• **Exercice court A**
Recopiez fidèlement le passage du texte sur la gare de Kramatorsk, en commençant par « Valises abandonnées, peluches » et en terminant par « ces derniers jours. ».

• **Texte fourni**
Le missile s'est abattu vers 10H30 (07H30 GMT), à l'heure où les candidats à l'évacuation se regroupent depuis des jours par centaines dans la gare de Kramatorsk pour fuir le Donbass, désormais objectif prioritaire de l'armée russe.
Des journalistes de l'AFP ont vu au moins trente corps dans des sacs mortuaires ou sous des bâches devant la gare.
Une autre, elle aussi traumatisée, cherchait son passeport dans les affaires abandonnées. "J'étais dans la gare, j'ai entendu comme une double explosion, je me suis précipitée contre le mur pour me protéger. J'ai alors vu des gens en sang entrer dans la gare, des corps partout par terre, je ne sais pas s'ils étaient blessés ou morts. Les militaires se sont précipités pour nous dire d'évacuer la gare, j'ai tout laissé ici".
Valises abandonnées, peluches et nourriture jonchaient les quais et les alentours de la gare au fronton rouge et blanc, à partir de laquelle des milliers de personnes ont été évacuées ces derniers jours.

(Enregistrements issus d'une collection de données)
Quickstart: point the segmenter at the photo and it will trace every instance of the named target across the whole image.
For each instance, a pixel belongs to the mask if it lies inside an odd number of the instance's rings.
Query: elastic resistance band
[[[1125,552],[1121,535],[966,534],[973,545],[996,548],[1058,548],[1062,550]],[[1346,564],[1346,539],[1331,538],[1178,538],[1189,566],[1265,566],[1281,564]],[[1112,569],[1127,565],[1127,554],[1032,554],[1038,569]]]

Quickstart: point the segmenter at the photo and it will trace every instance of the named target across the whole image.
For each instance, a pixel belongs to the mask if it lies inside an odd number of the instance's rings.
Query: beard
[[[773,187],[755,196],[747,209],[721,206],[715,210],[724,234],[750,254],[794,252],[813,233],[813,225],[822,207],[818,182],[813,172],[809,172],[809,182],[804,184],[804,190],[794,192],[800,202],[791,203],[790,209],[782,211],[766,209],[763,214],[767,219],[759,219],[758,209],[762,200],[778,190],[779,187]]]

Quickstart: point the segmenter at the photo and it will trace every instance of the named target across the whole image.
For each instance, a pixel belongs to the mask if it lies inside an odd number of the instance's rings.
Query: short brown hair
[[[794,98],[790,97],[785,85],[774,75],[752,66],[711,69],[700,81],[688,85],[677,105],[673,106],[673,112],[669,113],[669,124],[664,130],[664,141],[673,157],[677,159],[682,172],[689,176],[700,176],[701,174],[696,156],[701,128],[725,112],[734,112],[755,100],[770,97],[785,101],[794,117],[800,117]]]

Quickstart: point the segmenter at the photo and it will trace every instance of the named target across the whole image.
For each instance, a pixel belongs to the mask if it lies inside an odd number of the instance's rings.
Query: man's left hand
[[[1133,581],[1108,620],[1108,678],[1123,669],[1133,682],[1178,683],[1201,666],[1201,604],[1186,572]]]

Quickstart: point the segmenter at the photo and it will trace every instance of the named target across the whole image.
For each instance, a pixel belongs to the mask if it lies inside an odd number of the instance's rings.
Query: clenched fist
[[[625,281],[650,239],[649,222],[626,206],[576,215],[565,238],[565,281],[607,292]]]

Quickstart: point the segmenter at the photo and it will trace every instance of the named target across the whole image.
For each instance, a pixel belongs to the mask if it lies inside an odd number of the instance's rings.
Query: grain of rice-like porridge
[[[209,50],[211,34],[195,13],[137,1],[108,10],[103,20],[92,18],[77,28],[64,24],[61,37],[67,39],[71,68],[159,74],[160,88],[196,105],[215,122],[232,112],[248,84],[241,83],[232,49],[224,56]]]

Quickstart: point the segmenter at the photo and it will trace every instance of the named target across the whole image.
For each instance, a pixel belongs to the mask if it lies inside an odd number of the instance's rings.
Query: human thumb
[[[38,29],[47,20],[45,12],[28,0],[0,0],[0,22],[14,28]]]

• **Exercice court B**
Reproduisez à l'identique les lignes des enregistrements, en commençant au tout début des enregistrements et en terminant par la ligne qui contient « Query: elastic resistance band », celle-ci comprise.

• **Réponse détaillée A**
Valises abandonnées, peluches et nourriture jonchaient les quais et les alentours de la gare au fronton rouge et blanc, à partir de laquelle des milliers de personnes ont été évacuées ces derniers jours.

• **Réponse détaillée B**
Quickstart: point the segmenter at the photo and it will trace every instance of the named target across the whole image.
For each instance, a pixel belongs to the mask if it lies inside an odd number of the instance's rings.
Query: elastic resistance band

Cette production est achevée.